+++ Quoted passage +++

As you go a little farther down the worksheet, you’ll see this:

The blue square next to each buddyland shows how likely the land is to be playable untapped around turn three or so, depending on which other lands you’re likely to have on the battlefield at that point.

This number is there to give you some helpful guidance on whether your deck will support efficient use of those buddylands. In other Standard environments, this has been a real question, since your deck often won’t support its buddylands coming in untapped often enough. However, in the current Standard, this usually isn’t in question.

To make that clear, check out the values for Isolated Chapel and Clifftop Retreat in this deck—1.0. In other words, they will effectively come in untapped 100% of the time in this deck. In fact, if you were inclined, this deck could support all but one of the buddylands coming in untapped the vast majority of the time (sorry Hinterland Harbor).

So yeah, mana is really good so far in Standard.

At the bottom of the worksheet you will receive these numbers:

See that one box that’s still yellow? That’s the total number of cards in the deck, and you need to enter it (since the calculations obviously depend on the total number of cards in the deck).

Running down the left side are the tallies for total lands producing each color.

To the right are three sets of calculations looking at the likely availability of colors on turns one through four of the game. We have a “best-case” scenario that assumes that most of your hands are workable, a “safe-case” scenario that assumes that some hands are workable, and a “worst-case” scenario that assumes that many hands aren’t workable.

The current worksheet shows calculations for having each color in turns one through four. You may notice that the percentages sometimes drop for turn three or four—that’s a quirk of how I built the equations in the worksheet, so don’t put too much stock in that behavior.

For example, let’s look at the three cases for this deck with respect to the color red:

• In the “best case” scenario, the deck hits red 81% of the time on turn 1, moving up to 91% of the time by turn 4.

• In the “safe case” scenario, the deck hits red 68% of the time on turn 1, moving up to 79% by turn 4.

• For the “worst case” scenario, the deck hits red 46% of the time on turn 1, moving up to 65% by turn 4.

Since each deck has different standards for what does or doesn’t work as an opening hand, you have all three cases to choose from when deciding if your deck will give you the colors you need.

## That Cavern

Cavern of Souls is a special-case consideration, since it won’t be able to provide colors for all your spells. So that you can compare how the deck performs with or without Cavern powering your spells, you can type the number “1” in the indicated space—or leave it blank.

With the “1” there, the Caverns will count for providing all colors. This will let you know how well the mana base provide colors for the named creature type. With that space left blank, the Caverns will provide no colors, which will let you know how the deck’s mana base performs in providing colors for the things you aren’t naming with Cavern.

You should always include the number of Caverns you have in the deck in the yellow box.

+++

▸ **Objective**:
According to the mana worksheet text, how often does the deck hit red on turn 1 in the "worst case" scenario? The listing that comes next has nothing to do with this.

+++ Supplied data +++

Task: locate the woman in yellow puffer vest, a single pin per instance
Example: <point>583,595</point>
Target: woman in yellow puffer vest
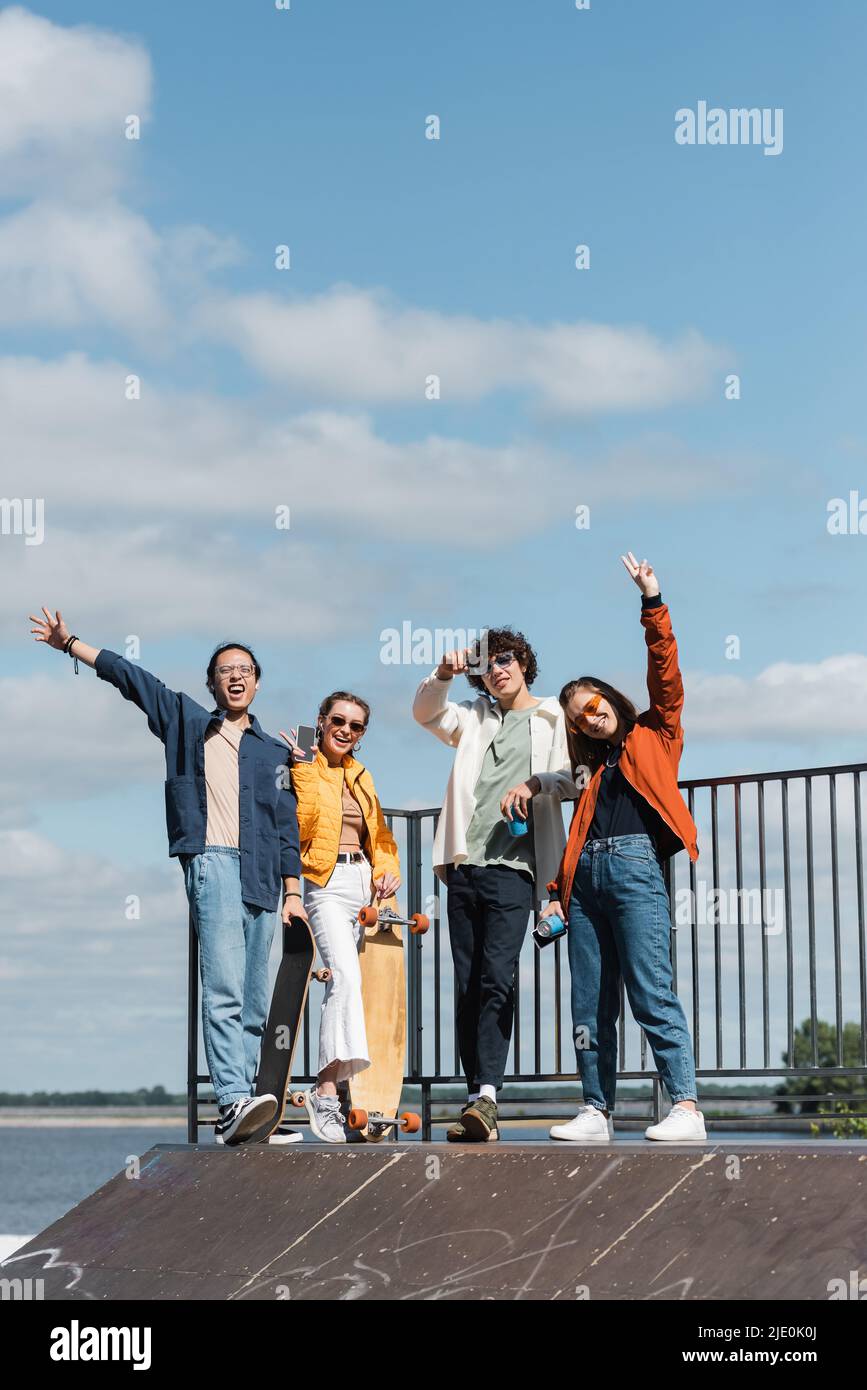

+++

▸ **Response to this exercise**:
46% of the time.